Problem to solve -> Convert every row below into a JSON array of strings, one string per line, leaving out any blank lines.

Exercise data ->
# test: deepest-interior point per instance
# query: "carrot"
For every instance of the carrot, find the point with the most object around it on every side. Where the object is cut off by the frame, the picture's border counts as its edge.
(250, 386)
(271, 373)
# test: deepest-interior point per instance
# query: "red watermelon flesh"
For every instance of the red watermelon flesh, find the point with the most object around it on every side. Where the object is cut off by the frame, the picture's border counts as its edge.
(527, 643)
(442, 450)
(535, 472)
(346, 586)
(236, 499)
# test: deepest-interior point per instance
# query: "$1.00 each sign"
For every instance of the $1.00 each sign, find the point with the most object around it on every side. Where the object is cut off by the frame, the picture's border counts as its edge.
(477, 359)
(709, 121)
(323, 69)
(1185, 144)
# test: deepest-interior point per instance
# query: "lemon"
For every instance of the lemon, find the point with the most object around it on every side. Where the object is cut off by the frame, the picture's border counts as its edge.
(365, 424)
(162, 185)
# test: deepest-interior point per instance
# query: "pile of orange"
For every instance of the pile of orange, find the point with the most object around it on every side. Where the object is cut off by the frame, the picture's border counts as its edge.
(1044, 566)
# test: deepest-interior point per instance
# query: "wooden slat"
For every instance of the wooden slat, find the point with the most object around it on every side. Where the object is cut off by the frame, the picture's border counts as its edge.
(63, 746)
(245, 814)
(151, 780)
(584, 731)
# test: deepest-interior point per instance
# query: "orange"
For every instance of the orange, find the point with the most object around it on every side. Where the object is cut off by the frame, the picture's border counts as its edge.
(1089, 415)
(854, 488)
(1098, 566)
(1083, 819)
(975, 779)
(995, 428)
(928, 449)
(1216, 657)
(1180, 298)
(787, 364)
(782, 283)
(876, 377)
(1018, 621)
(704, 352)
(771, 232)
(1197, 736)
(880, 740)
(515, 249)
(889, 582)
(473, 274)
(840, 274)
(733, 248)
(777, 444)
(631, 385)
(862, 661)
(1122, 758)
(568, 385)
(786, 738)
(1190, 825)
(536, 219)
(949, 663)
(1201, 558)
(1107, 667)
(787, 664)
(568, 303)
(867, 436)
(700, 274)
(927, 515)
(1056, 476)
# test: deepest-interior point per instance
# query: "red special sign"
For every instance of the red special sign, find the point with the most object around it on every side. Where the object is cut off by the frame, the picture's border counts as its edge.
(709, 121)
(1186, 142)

Exercise answer ->
[
  "# test: deepest-interior point per instance",
  "# query: \"carrot\"",
  "For every instance of the carrot, find the point with the most object around it on every side. Where the object is cut off by the frame, the picture's border counts as its edge.",
  "(250, 386)",
  "(271, 373)",
  "# test: deepest-interior point per instance",
  "# query: \"red watermelon flesh\"",
  "For every instance of the red watermelon flesh, find the point with the most object around it on every side. Where the object is cut off by the frame, the picture's border counts as its edge.",
  "(527, 643)",
  "(442, 450)",
  "(535, 472)",
  "(346, 586)",
  "(236, 499)",
  "# test: deepest-interior point per instance",
  "# query: \"$1.00 each sign\"",
  "For every instance of the $1.00 each sign, find the point with the most object around it on every side. Where the object is cut off by the frame, the picture's border counts as its edge.",
  "(477, 359)",
  "(709, 121)",
  "(323, 69)",
  "(1185, 144)",
  "# test: deepest-interior point per instance",
  "# query: \"lemon\"",
  "For every instance of the lemon, find the point with the most object around it on every side. Where the object is cut off by the frame, the picture's border counts as its edge.",
  "(365, 424)",
  "(162, 185)",
  "# test: deepest-interior point per instance",
  "# query: \"pile of orange\"",
  "For every instance of the pile of orange, find the point with the most object around it on every side. Where the object is cut off by the frame, the picture's border counts as its edge.",
  "(1044, 566)",
  "# test: deepest-interior point per instance",
  "# query: \"wooden slat\"",
  "For every instance of the wooden slat, find the point with the most object around it on every side. Where the object is cut off by the frame, the picture's border counts as its edge.",
  "(63, 746)",
  "(245, 814)",
  "(151, 780)",
  "(584, 731)",
  "# test: deepest-interior point per instance",
  "# query: \"orange\"",
  "For every instance of the orange, find the point with the most object around it on every side. Where the object is cut off by the frame, the picture's border counts as its edge.",
  "(1089, 415)",
  "(854, 488)",
  "(1098, 566)",
  "(1083, 819)",
  "(975, 779)",
  "(995, 428)",
  "(928, 449)",
  "(1216, 657)",
  "(1180, 298)",
  "(787, 364)",
  "(782, 283)",
  "(876, 377)",
  "(1018, 621)",
  "(704, 352)",
  "(771, 232)",
  "(1197, 736)",
  "(880, 740)",
  "(515, 249)",
  "(889, 582)",
  "(473, 274)",
  "(840, 274)",
  "(733, 248)",
  "(777, 444)",
  "(631, 385)",
  "(862, 661)",
  "(1122, 758)",
  "(568, 385)",
  "(786, 738)",
  "(1190, 825)",
  "(536, 219)",
  "(949, 663)",
  "(1201, 558)",
  "(1107, 667)",
  "(787, 664)",
  "(568, 303)",
  "(867, 436)",
  "(700, 274)",
  "(927, 515)",
  "(1056, 476)",
  "# test: deepest-interior point per instance",
  "# query: \"red special sign\"",
  "For every instance of the red special sign, find the point with the most object around it on every side. Where the object is cut off by the frame, the picture's border counts as its edge.",
  "(709, 121)",
  "(1186, 142)"
]